▸ Challenge 1:
In the passage on Ruby's garbage collector, what does :count stand for?

┄┄┄┄┄┄┄┄┄┄┄┄┄┄┄┄┄┄┄┄

An object that was created as sunny doesn’t have to stay sunny. The GC can also “shade” objects. Shading an object means turning them from sunny to shady objects, demoting them from the old generation, and adding them to the remember set. When does that happen? Whenever low-level access to the memory address of the object is gained through the C API, which the Ruby Virtual Machine can detect. After the user of the C API has the pointer to the object an effective write-barrier is not possible anymore, which would result in missing references from old to new objects, so the object gets “shaded”.

Instead of solely relying on write-barriers around all objects to detect references, RGenGC adds shady objects to the remember set when it can’t tell whether that object is referencing a new object.

In its next run the GC can now traverse the young generation AND objects in the remember set. The set now contains old objects referencing new objects and shady objects referenced by old objects. Traversing through this set the GC should not miss to mark newly created objects.

And that is basically how RGenGC in Ruby 2.1 works. Now, that was a lot to take in, even though this is a really simplified description of the implementation. But it helps us tremendously when we now go back to the output of GC.stat. You’ll see, it will make more sense now.

Analyzing GC.stat

Here is the output of GC.stat again, straight from a fresh irb process, so we don’t have to scroll back up again. I also reordered it, making it easier to explain what each key and value means.

{
  :count => 20,
  :minor_gc_count => 17,
  :major_gc_count => 3,

  :total_allocated_object => 393977,
  :total_freed_object => 342796,

  :heap_length => 131,
  :heap_used => 126,
  :heap_eden_page_length => 126,
  :heap_tomb_page_length => 0,

  :heap_live_slot => 51181,
  :heap_free_slot => 175,
  :heap_final_slot => 0,
  :heap_swept_slot => 16742,
  :heap_increment => 0,

  :remembered_shady_object => 388,
  :remembered_shady_object_limit => 476,
  :old_object => 30318,
  :old_object_limit => 37262,

  :malloc_increase => 230416,
  :malloc_limit => 16777216,
  :oldmalloc_increase => 596304,
  :oldmalloc_limit => 16777216
}

Now, with our knowledge about Ruby’s generational Garbage Collector and its memory management, let’s go through the output and see what each line means.

`GC.stat[:count]`

This one is pretty much self-explanatory. :count is the number of GC runs, major and minor combined.

`GC.stat[:minor_gc_count]`

The number of GC runs that only traversed the young generation of objects and the objects in the remember set.

`GC.stat[:major_gc_count]`

The number of GC runs that traversed the whole Ruby heap, including old, young and remembered objects.

`GC.stat[:total_allocated_object]`

The total number of objects Ruby has allocated in the lifetime of the current process.

`GC.stat[:total_freed_object]`

Number of freed objects in the lifetime of the current process.

`GC.stat[:heap_length]`

There’s something I didn’t mention before: Ruby’s heap is not only organized in slots, where each slot holds an object, but also into pages. A Ruby heap page holds a specific number of slots.

┄┄┄┄┄┄┄┄┄┄┄┄┄┄┄┄┄┄┄┄

▸ Challenge 2:
Can you write out the rows from the line holding "If you could tag each instance of the metal" through the end of the rows, inclusive, replacing "metal" with "steel" and leaving everything else unchanged?

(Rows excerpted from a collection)
┄┄┄┄┄┄┄┄┄┄┄┄┄┄┄┄┄┄┄┄

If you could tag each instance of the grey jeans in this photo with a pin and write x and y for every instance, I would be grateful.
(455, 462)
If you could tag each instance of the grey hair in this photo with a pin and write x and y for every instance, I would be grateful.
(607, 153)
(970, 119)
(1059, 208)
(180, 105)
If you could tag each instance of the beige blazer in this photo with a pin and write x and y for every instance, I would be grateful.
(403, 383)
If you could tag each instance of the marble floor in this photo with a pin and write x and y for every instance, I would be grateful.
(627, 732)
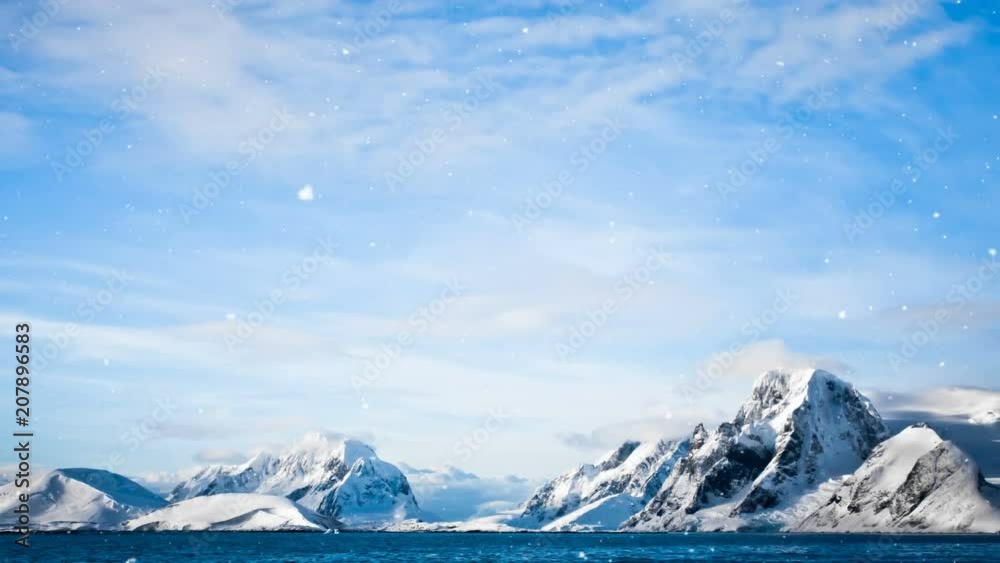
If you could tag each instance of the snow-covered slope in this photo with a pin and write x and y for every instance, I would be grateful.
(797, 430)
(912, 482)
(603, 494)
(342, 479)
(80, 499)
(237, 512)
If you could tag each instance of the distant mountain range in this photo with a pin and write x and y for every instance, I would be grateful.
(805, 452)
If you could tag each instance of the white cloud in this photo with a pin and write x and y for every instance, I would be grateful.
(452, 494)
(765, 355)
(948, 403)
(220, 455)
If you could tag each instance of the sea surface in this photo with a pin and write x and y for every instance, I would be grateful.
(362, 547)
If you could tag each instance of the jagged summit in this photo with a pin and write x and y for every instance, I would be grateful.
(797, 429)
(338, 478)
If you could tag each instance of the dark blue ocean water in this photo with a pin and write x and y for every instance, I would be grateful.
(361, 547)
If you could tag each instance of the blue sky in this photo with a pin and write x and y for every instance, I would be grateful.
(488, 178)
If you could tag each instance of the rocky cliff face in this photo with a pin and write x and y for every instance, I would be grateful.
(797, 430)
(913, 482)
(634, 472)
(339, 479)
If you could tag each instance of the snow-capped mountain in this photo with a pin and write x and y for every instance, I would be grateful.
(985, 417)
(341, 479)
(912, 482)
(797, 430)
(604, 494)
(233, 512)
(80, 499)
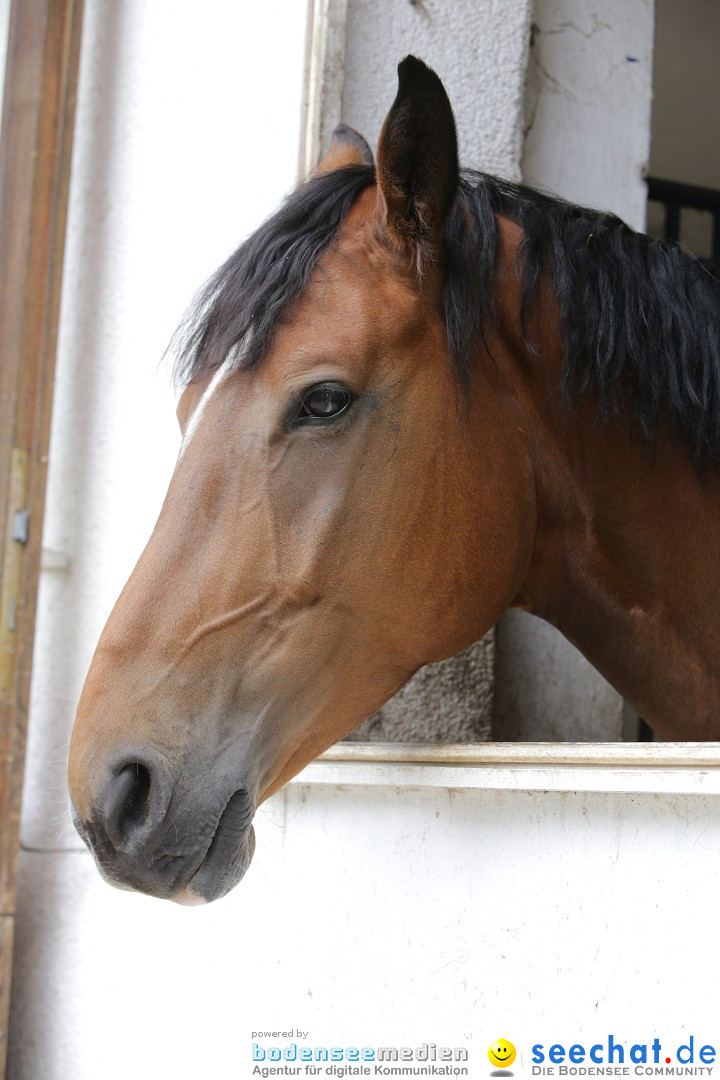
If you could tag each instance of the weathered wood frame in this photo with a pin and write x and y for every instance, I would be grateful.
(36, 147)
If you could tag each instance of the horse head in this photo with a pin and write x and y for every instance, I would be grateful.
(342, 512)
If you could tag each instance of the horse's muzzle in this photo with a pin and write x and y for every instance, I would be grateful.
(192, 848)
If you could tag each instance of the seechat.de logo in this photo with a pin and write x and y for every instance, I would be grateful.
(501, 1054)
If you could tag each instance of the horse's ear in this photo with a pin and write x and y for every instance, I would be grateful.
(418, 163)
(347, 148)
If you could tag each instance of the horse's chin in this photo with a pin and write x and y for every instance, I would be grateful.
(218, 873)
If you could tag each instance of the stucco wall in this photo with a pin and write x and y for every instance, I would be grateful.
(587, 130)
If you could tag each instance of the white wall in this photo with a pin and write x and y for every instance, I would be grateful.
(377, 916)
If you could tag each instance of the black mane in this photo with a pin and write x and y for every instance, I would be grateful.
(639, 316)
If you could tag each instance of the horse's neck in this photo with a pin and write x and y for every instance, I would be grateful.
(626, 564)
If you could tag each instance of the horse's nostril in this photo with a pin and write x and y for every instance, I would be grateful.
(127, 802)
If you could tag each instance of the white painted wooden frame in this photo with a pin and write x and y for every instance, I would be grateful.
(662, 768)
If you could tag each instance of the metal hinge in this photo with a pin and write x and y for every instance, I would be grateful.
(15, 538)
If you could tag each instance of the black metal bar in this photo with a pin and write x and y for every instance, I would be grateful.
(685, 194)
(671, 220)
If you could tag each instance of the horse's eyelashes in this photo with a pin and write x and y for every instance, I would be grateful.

┄┄┄┄┄┄┄┄┄┄┄┄┄┄┄┄┄┄┄┄

▸ Exercise answer 1:
The number of GC runs, major and minor combined.

▸ Exercise answer 2:
If you could tag each instance of the steel hinge in this photo with a pin and write x and y for every instance, I would be grateful.
(15, 538)
If you could tag each instance of the black steel bar in this photo with a pin and write x and y for every instance, I would be grateful.
(685, 194)
(671, 220)
If you could tag each instance of the horse's eyelashes in this photo with a pin and write x and y for every instance, I would be grateful.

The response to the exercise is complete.